Given request >> Recast every line of the entries below as a Markdown table with the columns Row and Line. Number each row and leave out blank lines.
____ Data section
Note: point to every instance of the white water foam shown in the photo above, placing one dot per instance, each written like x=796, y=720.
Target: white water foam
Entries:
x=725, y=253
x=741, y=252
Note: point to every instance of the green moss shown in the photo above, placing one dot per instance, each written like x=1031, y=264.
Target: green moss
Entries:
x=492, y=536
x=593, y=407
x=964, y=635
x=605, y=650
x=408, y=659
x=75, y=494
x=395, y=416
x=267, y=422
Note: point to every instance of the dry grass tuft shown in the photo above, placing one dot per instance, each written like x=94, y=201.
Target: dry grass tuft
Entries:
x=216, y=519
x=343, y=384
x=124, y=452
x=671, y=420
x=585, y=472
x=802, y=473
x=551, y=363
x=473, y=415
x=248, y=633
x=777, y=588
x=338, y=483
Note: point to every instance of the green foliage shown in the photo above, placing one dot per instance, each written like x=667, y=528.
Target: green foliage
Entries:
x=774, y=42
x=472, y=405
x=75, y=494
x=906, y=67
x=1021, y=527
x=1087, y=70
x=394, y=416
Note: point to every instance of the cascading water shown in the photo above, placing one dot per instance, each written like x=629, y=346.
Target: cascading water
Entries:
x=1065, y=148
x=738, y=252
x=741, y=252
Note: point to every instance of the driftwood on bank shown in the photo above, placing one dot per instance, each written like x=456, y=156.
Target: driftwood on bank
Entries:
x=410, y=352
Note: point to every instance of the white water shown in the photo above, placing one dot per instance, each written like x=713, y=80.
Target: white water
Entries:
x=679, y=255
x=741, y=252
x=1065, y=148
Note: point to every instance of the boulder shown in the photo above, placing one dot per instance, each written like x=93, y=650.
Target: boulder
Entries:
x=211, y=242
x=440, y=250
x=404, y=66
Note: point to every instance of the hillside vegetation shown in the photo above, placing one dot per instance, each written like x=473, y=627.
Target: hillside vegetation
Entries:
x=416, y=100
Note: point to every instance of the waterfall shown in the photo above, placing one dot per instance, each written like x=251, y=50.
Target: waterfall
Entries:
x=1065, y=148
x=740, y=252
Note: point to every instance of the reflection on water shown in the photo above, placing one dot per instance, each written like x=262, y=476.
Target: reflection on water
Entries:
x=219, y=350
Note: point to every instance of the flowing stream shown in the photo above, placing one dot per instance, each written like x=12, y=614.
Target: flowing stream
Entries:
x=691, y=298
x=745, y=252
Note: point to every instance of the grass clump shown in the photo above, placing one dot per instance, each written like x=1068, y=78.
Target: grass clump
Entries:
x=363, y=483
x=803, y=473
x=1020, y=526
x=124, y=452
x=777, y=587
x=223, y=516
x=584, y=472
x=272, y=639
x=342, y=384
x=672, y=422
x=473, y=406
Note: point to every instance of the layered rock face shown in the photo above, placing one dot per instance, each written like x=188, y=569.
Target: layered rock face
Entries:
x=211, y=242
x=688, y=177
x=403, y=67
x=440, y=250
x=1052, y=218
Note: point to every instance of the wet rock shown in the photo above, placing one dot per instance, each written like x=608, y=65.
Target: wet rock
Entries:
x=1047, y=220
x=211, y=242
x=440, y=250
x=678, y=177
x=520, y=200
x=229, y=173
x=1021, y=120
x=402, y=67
________
Finished exercise >>
| Row | Line |
|---|---|
| 1 | Note: point to every instance of the white water foam shown in the photo above, placing one dot per instance, each written like x=796, y=720. |
| 2 | Target: white water foam |
| 3 | Entries: |
| 4 | x=725, y=253 |
| 5 | x=741, y=252 |
| 6 | Note: point to every instance of the green moss shown in the photo above, placing one dot per instance, each written like x=1031, y=264. |
| 7 | Target: green moss |
| 8 | Entries: |
| 9 | x=492, y=536 |
| 10 | x=593, y=407 |
| 11 | x=964, y=635 |
| 12 | x=605, y=650 |
| 13 | x=408, y=659 |
| 14 | x=75, y=494 |
| 15 | x=395, y=416 |
| 16 | x=267, y=422 |
| 17 | Note: point to every instance of the dry grass tuft shown in the photo above, placing one dot per instance, each written like x=94, y=201. |
| 18 | Target: dry grass tuft |
| 19 | Entries: |
| 20 | x=216, y=519 |
| 21 | x=343, y=384 |
| 22 | x=124, y=452 |
| 23 | x=671, y=420 |
| 24 | x=585, y=472 |
| 25 | x=802, y=473 |
| 26 | x=551, y=363 |
| 27 | x=473, y=415 |
| 28 | x=248, y=633 |
| 29 | x=777, y=588 |
| 30 | x=338, y=483 |
| 31 | Note: point to every instance of the green foliage shown in the photo above, placing one dot per instance, each written like x=667, y=528. |
| 32 | Target: green foliage |
| 33 | Entries: |
| 34 | x=774, y=42 |
| 35 | x=472, y=405 |
| 36 | x=75, y=494 |
| 37 | x=906, y=67 |
| 38 | x=1021, y=527 |
| 39 | x=1087, y=70 |
| 40 | x=394, y=416 |
| 41 | Note: point to every instance of the cascading water shown in the photo above, placing one dot per instance, each written like x=629, y=346. |
| 42 | Target: cascading water |
| 43 | Entries: |
| 44 | x=1065, y=148 |
| 45 | x=738, y=252 |
| 46 | x=741, y=252 |
| 47 | Note: point to every instance of the driftwood on bank shown in the photo above, placing one dot per instance, each written like x=456, y=156. |
| 48 | Target: driftwood on bank |
| 49 | Entries: |
| 50 | x=410, y=352 |
| 51 | Note: point to every instance of the white water shown in the photo above, placing one dot per instance, each written like x=713, y=80. |
| 52 | Target: white water |
| 53 | Entries: |
| 54 | x=679, y=255 |
| 55 | x=741, y=252 |
| 56 | x=1065, y=148 |
| 57 | Note: point to every instance of the boulder shown in the photo above, placing one dot per instance, each written like x=93, y=650. |
| 58 | Target: boulder |
| 59 | Entries: |
| 60 | x=211, y=242 |
| 61 | x=440, y=250 |
| 62 | x=404, y=66 |
| 63 | Note: point to every instance of the hillside vegetation shown in the photo above, placing one dot per instance, each written like x=473, y=627. |
| 64 | Target: hillside vegetation |
| 65 | Entries: |
| 66 | x=416, y=100 |
| 67 | Note: point to every instance of the waterfall shown in the photo above, placing one dot per instance, each written like x=251, y=50. |
| 68 | Target: waterfall |
| 69 | Entries: |
| 70 | x=1065, y=148 |
| 71 | x=740, y=252 |
| 72 | Note: point to every instance of the reflection on water shown in the photo above, placing one dot per instance, each written like x=262, y=476. |
| 73 | Target: reflection on water |
| 74 | Entries: |
| 75 | x=219, y=350 |
| 76 | Note: point to every instance of the flowing stream shown in the photo above, placing one dot per instance, each written like x=12, y=614. |
| 77 | Target: flowing stream |
| 78 | Entries: |
| 79 | x=691, y=298 |
| 80 | x=745, y=252 |
| 81 | Note: point to every instance of the grass clump shown in the photo above, placing one dot per instance, each written like x=1068, y=78. |
| 82 | Target: grass clump |
| 83 | Entries: |
| 84 | x=363, y=483 |
| 85 | x=803, y=473 |
| 86 | x=1020, y=526 |
| 87 | x=124, y=452 |
| 88 | x=777, y=587 |
| 89 | x=223, y=516 |
| 90 | x=584, y=472 |
| 91 | x=272, y=639 |
| 92 | x=342, y=384 |
| 93 | x=672, y=422 |
| 94 | x=473, y=406 |
| 95 | Note: point to every instance of the layered rock face shown in the photo above, placing one dot per instance, each written like x=188, y=569. |
| 96 | Target: layered rock face |
| 97 | Entries: |
| 98 | x=211, y=242 |
| 99 | x=688, y=177 |
| 100 | x=403, y=67 |
| 101 | x=440, y=250 |
| 102 | x=1052, y=218 |
| 103 | Note: point to every instance of the wet rock shown in the photo above, placing one dot per instance, each written like x=608, y=65. |
| 104 | Target: wet rock |
| 105 | Entries: |
| 106 | x=1047, y=220 |
| 107 | x=211, y=242 |
| 108 | x=440, y=250 |
| 109 | x=678, y=177 |
| 110 | x=520, y=200 |
| 111 | x=229, y=173 |
| 112 | x=1021, y=120 |
| 113 | x=402, y=67 |